[Work to be completed] Please reproduce all of the following items line for line, changing nothing.

[Begin]

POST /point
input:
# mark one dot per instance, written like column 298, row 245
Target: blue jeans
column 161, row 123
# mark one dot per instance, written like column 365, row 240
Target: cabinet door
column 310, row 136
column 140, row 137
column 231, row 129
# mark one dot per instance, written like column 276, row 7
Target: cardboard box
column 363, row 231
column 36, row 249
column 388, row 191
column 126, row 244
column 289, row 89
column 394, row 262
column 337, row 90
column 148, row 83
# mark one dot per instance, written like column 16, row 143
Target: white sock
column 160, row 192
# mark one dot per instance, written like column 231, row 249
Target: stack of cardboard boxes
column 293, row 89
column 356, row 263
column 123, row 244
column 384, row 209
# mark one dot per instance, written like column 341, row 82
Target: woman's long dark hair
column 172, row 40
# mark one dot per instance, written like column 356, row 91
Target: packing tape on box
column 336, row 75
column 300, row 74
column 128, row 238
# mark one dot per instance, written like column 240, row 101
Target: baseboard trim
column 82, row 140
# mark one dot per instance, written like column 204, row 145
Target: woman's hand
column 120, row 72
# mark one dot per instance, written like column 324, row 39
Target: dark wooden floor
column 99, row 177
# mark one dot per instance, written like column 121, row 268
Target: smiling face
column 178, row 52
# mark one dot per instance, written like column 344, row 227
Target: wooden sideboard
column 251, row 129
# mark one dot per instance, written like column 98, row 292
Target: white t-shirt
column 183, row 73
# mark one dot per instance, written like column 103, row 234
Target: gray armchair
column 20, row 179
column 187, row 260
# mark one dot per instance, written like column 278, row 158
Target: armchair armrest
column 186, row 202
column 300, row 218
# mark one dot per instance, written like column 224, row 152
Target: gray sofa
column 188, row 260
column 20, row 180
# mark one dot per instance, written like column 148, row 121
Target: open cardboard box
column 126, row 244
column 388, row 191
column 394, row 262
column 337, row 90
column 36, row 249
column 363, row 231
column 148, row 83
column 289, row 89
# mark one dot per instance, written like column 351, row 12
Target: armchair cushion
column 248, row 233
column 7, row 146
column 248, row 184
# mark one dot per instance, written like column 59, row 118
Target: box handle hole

[End]

[Response]
POST /point
input:
# mark one dot per instance, written like column 298, row 245
Target: blue jeans
column 161, row 123
# mark one dot per instance, written like column 365, row 240
Target: cabinet door
column 310, row 136
column 140, row 137
column 231, row 129
# mark one dot per instance, written like column 276, row 7
Target: cardboard box
column 363, row 231
column 36, row 249
column 388, row 191
column 126, row 244
column 289, row 89
column 394, row 262
column 337, row 90
column 148, row 83
# mark one dot per instance, written like column 16, row 143
Target: white sock
column 160, row 192
# mark one dot per instance, written like column 231, row 249
Target: stack of cardboard boxes
column 293, row 89
column 356, row 263
column 123, row 244
column 384, row 209
# mark one dot per instance, written like column 341, row 82
Target: woman's long dark hair
column 172, row 40
# mark one dot per instance, written like column 356, row 91
Target: packing tape on box
column 336, row 75
column 300, row 74
column 128, row 238
# mark one dot per instance, written like column 240, row 101
Target: baseboard trim
column 82, row 140
# mark one dot per instance, written like column 204, row 145
Target: woman's hand
column 120, row 72
# mark one dot per instance, written like column 324, row 39
Target: dark wooden floor
column 99, row 177
# mark one dot per instance, written like column 121, row 268
Target: smiling face
column 178, row 52
# mark one dot per instance, written like column 344, row 227
Target: wooden sideboard
column 251, row 129
# mark one dot per instance, written like column 98, row 292
Target: white t-shirt
column 183, row 73
# mark one dot per instance, written like column 103, row 234
Target: gray armchair
column 20, row 179
column 187, row 260
# mark one dot per instance, written like column 278, row 158
Target: armchair armrest
column 186, row 202
column 300, row 218
# mark one dot per instance, written like column 224, row 152
Target: gray sofa
column 188, row 260
column 20, row 180
# mark one dot per instance, written like column 148, row 121
Target: open cardboard box
column 126, row 244
column 388, row 191
column 394, row 262
column 337, row 90
column 36, row 249
column 363, row 231
column 148, row 83
column 289, row 89
# mark one dot per instance, written like column 351, row 12
Target: armchair cushion
column 248, row 233
column 7, row 146
column 248, row 184
# mark one dot per instance, written like column 59, row 118
Target: box handle hole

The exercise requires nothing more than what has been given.